SOURCE TEXT ::
——————————

Pierre Bruneau, (/fr/; born June 5, 1952 in Victoriaville, Quebec) is a Canadian journalist and news anchor. He is the longtime anchor of the weekday edition of TVA Nouvelles news bulletins which air on the Quebec television network TVA every weekday.

==Background==

Bruneau started his media career on Victoriaville's CFDA in 1972 while studying psychology at Université du Québec. He later worked for the now-defunct Trois-Rivières's CJTR, as well as for Montreal's CKAC and CITE as a host and reporter. In 1976, he became a news anchor for Télé-Metropole, which later became TVA. At first he was the anchor of the 6 PM evening news and also became co-anchor after 2000 for the midday and 5 PM newscast alongside Pierre Jobin and Paul Larocque, respectively. For several years, Claude Charron, former Parti Québécois MNA and Cabinet Minister was pairing with Bruneau on the late afternoon news. He was also the host of other shows such as Qu'en pense le Quebec and Y'a du soleil. In 2006, Bruneau celebrated his 30 years of work for TVA and received several awards. He was also inducted in 2003 into the Canadian Association of Broadcasters Hall of Fame.

In March 2022, Bruneau announced his retirement from TVA, effective June 19. He was subsequently named as the recipient of the Academy of Canadian Cinema and Television's Lifetime Achievement Award at the 11th Canadian Screen Awards in 2023.

In the same year, he was named the inaugural recipient of the Prix René-Lévesque, the new Prix du Québec award for lifetime achievement in journalism.

——————————

GIVEN DATA ::
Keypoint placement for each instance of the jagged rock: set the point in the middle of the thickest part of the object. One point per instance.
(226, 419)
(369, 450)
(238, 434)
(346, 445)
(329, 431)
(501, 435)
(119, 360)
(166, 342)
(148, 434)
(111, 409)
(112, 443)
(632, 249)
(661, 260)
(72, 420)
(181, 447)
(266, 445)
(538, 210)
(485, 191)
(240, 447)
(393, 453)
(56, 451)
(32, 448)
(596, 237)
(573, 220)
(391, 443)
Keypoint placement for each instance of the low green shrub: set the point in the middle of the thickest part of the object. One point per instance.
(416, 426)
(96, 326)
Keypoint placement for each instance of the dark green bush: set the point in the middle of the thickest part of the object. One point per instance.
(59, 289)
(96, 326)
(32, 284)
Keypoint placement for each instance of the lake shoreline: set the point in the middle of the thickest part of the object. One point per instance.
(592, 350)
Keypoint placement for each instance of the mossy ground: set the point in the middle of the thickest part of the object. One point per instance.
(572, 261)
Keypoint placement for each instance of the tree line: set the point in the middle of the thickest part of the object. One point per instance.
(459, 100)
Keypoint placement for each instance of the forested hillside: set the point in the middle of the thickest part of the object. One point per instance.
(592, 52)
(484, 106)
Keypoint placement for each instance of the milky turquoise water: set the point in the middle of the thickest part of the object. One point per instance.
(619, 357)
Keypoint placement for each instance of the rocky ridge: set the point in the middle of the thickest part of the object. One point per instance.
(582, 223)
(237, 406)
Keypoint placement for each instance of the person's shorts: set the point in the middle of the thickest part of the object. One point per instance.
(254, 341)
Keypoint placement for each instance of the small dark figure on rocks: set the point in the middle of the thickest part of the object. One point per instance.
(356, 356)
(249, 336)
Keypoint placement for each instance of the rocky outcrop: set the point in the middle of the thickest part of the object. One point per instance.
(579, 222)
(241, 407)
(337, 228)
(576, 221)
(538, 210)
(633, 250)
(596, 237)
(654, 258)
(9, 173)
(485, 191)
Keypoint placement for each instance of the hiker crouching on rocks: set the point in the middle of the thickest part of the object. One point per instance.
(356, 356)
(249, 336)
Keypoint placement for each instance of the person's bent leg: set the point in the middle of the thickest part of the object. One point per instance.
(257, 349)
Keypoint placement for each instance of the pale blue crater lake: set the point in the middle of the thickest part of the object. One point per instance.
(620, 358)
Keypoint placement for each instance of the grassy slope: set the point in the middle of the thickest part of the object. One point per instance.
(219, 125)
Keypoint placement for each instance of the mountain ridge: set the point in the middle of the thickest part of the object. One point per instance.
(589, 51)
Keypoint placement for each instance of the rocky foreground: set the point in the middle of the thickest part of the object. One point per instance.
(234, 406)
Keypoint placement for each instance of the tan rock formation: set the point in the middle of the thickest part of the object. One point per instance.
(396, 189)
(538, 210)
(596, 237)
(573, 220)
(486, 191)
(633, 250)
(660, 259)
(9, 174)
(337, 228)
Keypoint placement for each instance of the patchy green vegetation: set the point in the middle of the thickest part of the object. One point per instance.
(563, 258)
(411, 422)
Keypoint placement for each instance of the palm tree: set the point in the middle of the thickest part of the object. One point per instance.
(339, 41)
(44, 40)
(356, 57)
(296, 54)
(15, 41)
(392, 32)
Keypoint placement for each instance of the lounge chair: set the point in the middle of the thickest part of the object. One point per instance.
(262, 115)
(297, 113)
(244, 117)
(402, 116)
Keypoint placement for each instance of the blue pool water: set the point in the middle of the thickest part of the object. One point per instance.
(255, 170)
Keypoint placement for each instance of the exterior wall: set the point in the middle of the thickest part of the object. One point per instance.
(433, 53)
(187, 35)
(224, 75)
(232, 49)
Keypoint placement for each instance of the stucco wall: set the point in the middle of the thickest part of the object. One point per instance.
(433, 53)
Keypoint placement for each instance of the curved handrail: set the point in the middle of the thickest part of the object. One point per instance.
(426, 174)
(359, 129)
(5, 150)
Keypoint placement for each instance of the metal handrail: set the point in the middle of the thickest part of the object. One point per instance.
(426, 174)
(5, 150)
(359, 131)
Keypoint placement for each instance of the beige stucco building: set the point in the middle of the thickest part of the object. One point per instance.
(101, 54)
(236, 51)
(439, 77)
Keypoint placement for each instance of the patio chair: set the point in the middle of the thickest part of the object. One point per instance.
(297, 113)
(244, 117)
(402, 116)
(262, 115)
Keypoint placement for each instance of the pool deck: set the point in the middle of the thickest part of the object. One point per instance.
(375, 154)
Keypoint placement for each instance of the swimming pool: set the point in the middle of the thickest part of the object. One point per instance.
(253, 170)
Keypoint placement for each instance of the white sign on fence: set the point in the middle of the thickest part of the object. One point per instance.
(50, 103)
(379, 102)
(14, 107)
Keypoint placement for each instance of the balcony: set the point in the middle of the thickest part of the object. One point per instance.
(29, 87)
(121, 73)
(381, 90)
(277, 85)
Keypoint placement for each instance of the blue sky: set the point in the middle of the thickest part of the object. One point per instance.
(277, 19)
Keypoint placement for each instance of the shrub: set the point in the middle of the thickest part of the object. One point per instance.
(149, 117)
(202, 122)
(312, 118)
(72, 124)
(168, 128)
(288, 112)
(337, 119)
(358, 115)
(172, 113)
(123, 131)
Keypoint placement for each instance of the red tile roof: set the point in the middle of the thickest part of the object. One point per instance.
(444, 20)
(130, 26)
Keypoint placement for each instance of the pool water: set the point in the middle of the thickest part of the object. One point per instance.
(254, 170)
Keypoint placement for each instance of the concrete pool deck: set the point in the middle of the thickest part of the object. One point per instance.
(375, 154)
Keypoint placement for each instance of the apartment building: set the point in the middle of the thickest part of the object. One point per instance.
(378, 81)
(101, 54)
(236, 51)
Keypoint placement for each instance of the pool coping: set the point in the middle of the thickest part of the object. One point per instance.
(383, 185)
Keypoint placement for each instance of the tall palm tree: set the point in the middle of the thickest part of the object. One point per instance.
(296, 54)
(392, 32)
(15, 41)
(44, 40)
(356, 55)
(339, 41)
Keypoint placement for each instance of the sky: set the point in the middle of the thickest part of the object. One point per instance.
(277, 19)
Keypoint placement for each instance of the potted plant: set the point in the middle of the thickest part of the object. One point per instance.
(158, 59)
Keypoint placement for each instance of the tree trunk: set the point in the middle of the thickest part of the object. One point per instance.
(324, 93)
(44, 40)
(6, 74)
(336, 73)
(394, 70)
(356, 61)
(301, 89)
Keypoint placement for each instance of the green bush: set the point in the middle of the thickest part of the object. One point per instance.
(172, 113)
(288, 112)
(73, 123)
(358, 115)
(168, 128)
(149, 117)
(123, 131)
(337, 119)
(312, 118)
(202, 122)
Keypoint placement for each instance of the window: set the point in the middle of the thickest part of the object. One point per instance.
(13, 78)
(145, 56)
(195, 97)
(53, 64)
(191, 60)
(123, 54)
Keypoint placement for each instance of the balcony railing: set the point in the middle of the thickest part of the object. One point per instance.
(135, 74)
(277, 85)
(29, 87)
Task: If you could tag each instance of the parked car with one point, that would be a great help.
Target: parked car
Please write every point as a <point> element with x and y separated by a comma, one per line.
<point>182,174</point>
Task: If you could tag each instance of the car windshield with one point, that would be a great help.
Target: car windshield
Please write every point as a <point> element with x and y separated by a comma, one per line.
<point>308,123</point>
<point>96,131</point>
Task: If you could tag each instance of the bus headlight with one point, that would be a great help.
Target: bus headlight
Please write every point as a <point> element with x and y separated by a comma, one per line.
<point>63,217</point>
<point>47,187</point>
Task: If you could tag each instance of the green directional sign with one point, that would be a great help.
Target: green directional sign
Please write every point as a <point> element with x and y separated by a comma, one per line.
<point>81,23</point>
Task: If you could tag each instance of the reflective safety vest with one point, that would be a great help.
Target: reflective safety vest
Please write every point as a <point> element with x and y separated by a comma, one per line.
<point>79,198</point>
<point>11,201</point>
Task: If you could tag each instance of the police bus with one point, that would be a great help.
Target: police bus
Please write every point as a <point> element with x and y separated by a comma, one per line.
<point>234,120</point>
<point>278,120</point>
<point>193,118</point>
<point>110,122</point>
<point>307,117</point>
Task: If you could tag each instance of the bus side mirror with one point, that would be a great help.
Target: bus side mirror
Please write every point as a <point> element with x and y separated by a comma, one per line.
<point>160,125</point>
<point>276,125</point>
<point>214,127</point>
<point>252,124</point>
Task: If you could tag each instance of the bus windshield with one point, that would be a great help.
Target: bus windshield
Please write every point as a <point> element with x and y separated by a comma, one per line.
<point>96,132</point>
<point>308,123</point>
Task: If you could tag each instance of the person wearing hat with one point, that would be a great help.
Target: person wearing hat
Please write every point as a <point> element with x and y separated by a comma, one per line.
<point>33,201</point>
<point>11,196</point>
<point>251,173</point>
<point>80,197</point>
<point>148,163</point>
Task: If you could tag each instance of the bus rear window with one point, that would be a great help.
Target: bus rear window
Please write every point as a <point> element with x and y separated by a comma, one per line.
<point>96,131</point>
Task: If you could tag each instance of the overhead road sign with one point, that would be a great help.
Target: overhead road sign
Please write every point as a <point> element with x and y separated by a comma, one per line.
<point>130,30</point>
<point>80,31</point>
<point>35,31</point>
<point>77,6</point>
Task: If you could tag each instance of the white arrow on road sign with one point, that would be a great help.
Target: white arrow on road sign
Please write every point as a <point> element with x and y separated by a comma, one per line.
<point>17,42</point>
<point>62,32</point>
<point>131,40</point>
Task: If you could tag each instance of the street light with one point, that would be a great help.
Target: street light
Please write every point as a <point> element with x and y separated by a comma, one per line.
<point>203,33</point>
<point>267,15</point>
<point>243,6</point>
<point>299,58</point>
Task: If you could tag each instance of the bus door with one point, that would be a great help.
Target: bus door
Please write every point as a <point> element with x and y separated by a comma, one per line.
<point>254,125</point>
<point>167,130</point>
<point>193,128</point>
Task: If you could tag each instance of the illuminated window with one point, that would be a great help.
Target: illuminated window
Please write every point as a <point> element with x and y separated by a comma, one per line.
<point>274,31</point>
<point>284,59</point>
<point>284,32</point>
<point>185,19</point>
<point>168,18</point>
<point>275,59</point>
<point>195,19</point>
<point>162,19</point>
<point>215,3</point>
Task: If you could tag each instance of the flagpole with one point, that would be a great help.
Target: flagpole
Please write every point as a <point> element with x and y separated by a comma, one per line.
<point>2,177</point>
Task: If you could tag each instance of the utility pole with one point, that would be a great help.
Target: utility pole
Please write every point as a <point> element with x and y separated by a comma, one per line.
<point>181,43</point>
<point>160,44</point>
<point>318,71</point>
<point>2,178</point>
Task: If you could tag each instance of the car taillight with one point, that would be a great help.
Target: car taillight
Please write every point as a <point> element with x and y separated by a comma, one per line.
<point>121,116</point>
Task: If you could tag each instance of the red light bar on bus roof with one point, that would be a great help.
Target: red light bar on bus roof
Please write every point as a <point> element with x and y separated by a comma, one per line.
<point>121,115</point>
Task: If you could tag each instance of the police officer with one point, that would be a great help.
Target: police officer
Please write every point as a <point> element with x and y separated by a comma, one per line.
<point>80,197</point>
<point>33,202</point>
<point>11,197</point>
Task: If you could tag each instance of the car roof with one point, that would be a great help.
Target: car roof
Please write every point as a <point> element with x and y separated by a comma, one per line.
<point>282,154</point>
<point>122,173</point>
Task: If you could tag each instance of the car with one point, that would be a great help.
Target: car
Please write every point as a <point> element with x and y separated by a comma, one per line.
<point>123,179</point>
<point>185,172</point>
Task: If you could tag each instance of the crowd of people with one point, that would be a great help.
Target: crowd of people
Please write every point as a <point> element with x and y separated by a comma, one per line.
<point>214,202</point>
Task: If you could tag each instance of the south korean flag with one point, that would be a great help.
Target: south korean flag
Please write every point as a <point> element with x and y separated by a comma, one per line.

——————————

DIRECTIONS :: Reproduce the Pierre Bruneau biography word for word, in full. Rely only on the biography of Pierre Bruneau, not on the listing.

EXERCISE SOLUTION ::
Pierre Bruneau, (/fr/; born June 5, 1952 in Victoriaville, Quebec) is a Canadian journalist and news anchor. He is the longtime anchor of the weekday edition of TVA Nouvelles news bulletins which air on the Quebec television network TVA every weekday.

==Background==

Bruneau started his media career on Victoriaville's CFDA in 1972 while studying psychology at Université du Québec. He later worked for the now-defunct Trois-Rivières's CJTR, as well as for Montreal's CKAC and CITE as a host and reporter. In 1976, he became a news anchor for Télé-Metropole, which later became TVA. At first he was the anchor of the 6 PM evening news and also became co-anchor after 2000 for the midday and 5 PM newscast alongside Pierre Jobin and Paul Larocque, respectively. For several years, Claude Charron, former Parti Québécois MNA and Cabinet Minister was pairing with Bruneau on the late afternoon news. He was also the host of other shows such as Qu'en pense le Quebec and Y'a du soleil. In 2006, Bruneau celebrated his 30 years of work for TVA and received several awards. He was also inducted in 2003 into the Canadian Association of Broadcasters Hall of Fame.

In March 2022, Bruneau announced his retirement from TVA, effective June 19. He was subsequently named as the recipient of the Academy of Canadian Cinema and Television's Lifetime Achievement Award at the 11th Canadian Screen Awards in 2023.

In the same year, he was named the inaugural recipient of the Prix René-Lévesque, the new Prix du Québec award for lifetime achievement in journalism.